A block of data:
------------------------------------------------
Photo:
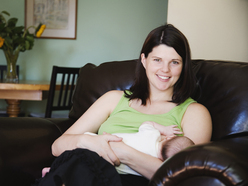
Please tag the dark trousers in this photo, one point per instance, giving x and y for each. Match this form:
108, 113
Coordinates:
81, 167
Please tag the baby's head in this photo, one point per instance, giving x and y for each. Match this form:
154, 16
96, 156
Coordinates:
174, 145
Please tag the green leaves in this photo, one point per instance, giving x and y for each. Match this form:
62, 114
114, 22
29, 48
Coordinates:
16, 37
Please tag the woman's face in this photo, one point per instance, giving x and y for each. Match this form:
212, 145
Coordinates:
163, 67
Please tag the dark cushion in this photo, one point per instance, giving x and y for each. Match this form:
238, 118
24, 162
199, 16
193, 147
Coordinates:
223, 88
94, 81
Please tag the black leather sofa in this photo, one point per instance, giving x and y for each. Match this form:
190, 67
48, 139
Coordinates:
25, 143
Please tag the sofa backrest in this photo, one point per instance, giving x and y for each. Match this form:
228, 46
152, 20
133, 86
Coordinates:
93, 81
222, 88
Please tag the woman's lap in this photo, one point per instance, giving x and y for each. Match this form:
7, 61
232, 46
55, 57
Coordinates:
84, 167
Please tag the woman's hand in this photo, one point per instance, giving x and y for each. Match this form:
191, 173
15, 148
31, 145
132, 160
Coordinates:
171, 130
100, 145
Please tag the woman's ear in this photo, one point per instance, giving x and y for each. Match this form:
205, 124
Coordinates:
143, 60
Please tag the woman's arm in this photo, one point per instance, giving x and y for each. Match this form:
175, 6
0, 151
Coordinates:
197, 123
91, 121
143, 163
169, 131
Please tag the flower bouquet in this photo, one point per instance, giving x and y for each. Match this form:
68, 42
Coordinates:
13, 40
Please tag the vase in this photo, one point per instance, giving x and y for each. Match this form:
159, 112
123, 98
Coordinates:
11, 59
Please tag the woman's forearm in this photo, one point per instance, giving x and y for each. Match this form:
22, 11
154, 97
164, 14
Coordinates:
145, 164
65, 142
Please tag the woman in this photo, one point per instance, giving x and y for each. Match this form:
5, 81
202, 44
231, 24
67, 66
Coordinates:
------------------------------------------------
# TASK OBJECTIVE:
Reproduce all of the records above with every "Please tag" swapped for "Please mark" and nothing else altered. Omit the pictures.

# EXERCISE RESPONSE:
Photo:
Please mark the dark trousers in this photo, one point per instance, giving x and y for each. Match this form:
108, 113
Coordinates:
81, 167
Please mark the baby's head in this photo, one point per instance, giving x and y for each. Match this form:
154, 16
96, 156
Coordinates:
174, 145
Please mark the green leaves in this photo, one point per instance, giving x and y for each. Match this form:
62, 114
114, 22
29, 48
Coordinates:
16, 37
Please mark the woman's face in this photo, one point per instance, giving x and y for each. Match this form:
212, 145
Coordinates:
163, 67
Please mark the dark cushion in this photo, one point per instance, giving x and y for each. Match this form:
238, 118
24, 162
199, 16
193, 147
Coordinates:
223, 88
94, 81
Please mark the black leather sofa in this photo, one point per instance, giving x and y for each. Match this form:
190, 67
48, 139
Coordinates:
25, 143
Please mark the sofa backrest in this photo, one point per instance, giving x and y for each. Match this form:
228, 46
152, 20
133, 86
Coordinates:
93, 81
222, 88
Please mark the woman's lap in this photo, one point per instance, giving x and y for each. Match this form:
7, 61
232, 46
55, 57
Coordinates:
84, 167
Please mark the woman's hand in this photo, one point per instance, giving x and y for each. Match this form:
191, 173
15, 148
31, 145
132, 160
Coordinates:
171, 130
100, 145
Please mark the woman's ear in this photo, one point per instance, giving x and y for each. Match this form:
205, 124
Coordinates:
143, 60
Please mark the woman's arm in this photo, one point per instance, giving x and y for each. Match this form:
175, 6
0, 151
Coordinates:
197, 123
91, 121
143, 163
169, 131
Please mark the flower bouquet in this photo, one point per instance, giving x and y for each. Match this form:
68, 42
Coordinates:
13, 40
Please mark the vase in this photo, one point per instance, giving x and y for each. Match this form:
159, 112
123, 98
Coordinates:
11, 59
Please mark the woman's forearm in this photo, one point per instance, giving x and y for each. Match this form:
22, 11
154, 97
164, 14
Coordinates:
145, 164
65, 142
Please mark the woman in this photo, one point per instance, giving x and y for each. Match this form:
5, 81
202, 44
231, 24
67, 66
Coordinates:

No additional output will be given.